• GOAL: Rewrite the listing from the line containing "If you could point to the beer glass" through the end of the listing, including both ends and every request line. Scale each coordinate in the answers by 1.9 and round to whole numbers, with halves going up.

[Dataset rows on where objects appear]
• • • • •
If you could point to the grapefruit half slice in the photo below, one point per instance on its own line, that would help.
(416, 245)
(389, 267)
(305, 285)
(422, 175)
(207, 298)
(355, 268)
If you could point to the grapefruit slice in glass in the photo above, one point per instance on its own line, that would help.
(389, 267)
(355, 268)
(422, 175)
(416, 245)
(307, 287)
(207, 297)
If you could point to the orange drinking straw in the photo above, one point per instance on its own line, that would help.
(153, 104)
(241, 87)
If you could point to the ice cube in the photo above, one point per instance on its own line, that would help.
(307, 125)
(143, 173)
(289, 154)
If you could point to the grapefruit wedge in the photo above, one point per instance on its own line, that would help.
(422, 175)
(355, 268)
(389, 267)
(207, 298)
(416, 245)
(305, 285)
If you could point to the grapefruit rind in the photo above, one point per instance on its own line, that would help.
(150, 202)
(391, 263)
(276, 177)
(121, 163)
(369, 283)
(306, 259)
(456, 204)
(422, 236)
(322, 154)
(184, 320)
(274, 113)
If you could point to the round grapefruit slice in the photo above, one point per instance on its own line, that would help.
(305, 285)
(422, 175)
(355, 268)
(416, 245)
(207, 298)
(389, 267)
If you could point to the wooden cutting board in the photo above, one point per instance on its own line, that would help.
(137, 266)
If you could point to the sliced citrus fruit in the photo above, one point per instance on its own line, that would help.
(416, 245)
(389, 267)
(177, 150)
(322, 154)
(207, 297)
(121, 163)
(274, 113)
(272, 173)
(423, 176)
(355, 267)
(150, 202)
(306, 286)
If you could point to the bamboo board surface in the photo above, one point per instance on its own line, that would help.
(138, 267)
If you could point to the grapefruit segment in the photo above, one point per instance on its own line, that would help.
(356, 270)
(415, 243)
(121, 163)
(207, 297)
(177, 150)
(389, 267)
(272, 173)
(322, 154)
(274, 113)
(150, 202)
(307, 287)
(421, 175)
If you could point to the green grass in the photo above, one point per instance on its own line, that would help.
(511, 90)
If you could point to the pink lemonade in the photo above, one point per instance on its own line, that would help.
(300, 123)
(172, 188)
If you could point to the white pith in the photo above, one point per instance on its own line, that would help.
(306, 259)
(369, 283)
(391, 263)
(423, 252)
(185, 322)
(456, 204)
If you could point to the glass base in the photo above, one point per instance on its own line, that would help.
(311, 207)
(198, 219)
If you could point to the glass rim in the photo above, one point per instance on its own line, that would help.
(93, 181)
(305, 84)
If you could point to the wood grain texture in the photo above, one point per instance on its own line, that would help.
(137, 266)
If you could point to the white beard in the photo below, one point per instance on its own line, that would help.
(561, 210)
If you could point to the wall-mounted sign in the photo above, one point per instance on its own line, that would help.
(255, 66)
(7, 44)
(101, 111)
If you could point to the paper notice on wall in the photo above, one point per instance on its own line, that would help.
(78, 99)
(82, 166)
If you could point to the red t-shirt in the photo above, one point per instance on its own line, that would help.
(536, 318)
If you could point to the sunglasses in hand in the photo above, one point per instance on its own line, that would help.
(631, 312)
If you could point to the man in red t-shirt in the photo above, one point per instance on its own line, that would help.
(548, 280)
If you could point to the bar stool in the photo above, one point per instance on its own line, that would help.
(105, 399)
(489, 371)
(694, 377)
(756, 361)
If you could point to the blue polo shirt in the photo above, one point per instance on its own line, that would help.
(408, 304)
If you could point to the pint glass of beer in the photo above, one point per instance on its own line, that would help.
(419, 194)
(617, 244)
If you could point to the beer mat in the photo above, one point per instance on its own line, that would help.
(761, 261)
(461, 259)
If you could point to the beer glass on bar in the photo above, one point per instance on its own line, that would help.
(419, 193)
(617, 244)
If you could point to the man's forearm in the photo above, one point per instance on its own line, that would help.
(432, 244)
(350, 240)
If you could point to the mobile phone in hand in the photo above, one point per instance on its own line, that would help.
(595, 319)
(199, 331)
• • • • •
• ANSWER FOR THE TASK:
If you could point to the beer glass on bar in the photo above, one point per instance on its own line, that would help.
(796, 367)
(1172, 464)
If you could point to the man's forearm in the photo above, one point per instance on its own line, that would help.
(821, 464)
(665, 456)
If you could point to the mobile phone in hand in the photo above, one point per instance on its own line, that would help.
(1131, 606)
(378, 629)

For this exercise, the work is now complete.